● **DATASET RECORDS**:
----
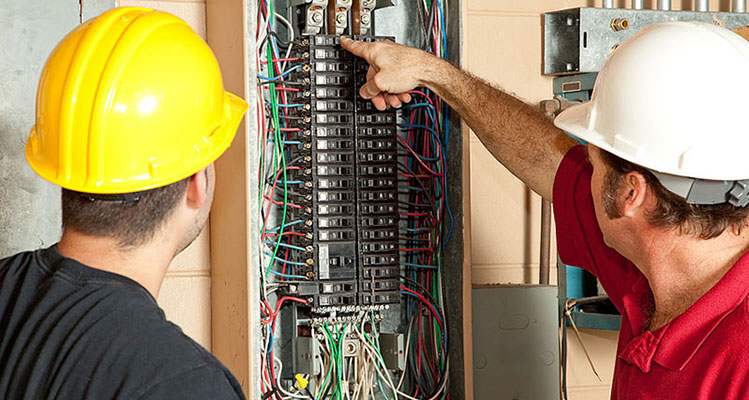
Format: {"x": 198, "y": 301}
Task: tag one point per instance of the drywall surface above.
{"x": 29, "y": 206}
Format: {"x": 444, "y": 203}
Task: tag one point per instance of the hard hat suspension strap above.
{"x": 120, "y": 197}
{"x": 705, "y": 191}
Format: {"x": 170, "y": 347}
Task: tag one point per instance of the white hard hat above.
{"x": 672, "y": 99}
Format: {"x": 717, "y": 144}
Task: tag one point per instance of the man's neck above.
{"x": 146, "y": 264}
{"x": 681, "y": 269}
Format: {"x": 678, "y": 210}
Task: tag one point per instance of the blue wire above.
{"x": 420, "y": 266}
{"x": 286, "y": 261}
{"x": 285, "y": 141}
{"x": 287, "y": 245}
{"x": 417, "y": 126}
{"x": 439, "y": 316}
{"x": 287, "y": 276}
{"x": 286, "y": 105}
{"x": 265, "y": 78}
{"x": 299, "y": 221}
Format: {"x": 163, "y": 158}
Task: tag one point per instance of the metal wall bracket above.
{"x": 580, "y": 39}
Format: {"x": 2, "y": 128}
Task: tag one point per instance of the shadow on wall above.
{"x": 30, "y": 211}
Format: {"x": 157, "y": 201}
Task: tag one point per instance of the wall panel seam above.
{"x": 498, "y": 13}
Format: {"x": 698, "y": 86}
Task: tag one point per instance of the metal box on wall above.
{"x": 515, "y": 342}
{"x": 579, "y": 39}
----
● **EXERCISE**: Your answer should be the lines from the one containing "Task: tag one point per instance of the metal wall" to the end of the entries above, restated exactly and alone.

● **COMPLETED EXERCISE**:
Task: tag one point per instance of the metal wall bracket above.
{"x": 580, "y": 39}
Format: {"x": 2, "y": 128}
Task: tag one point per instance of the shadow on wall above.
{"x": 30, "y": 211}
Format: {"x": 157, "y": 201}
Task: tag one point per instance of the wall panel seam above.
{"x": 498, "y": 13}
Format: {"x": 698, "y": 86}
Task: tag one point per instance of the metal box on wall above.
{"x": 515, "y": 342}
{"x": 579, "y": 39}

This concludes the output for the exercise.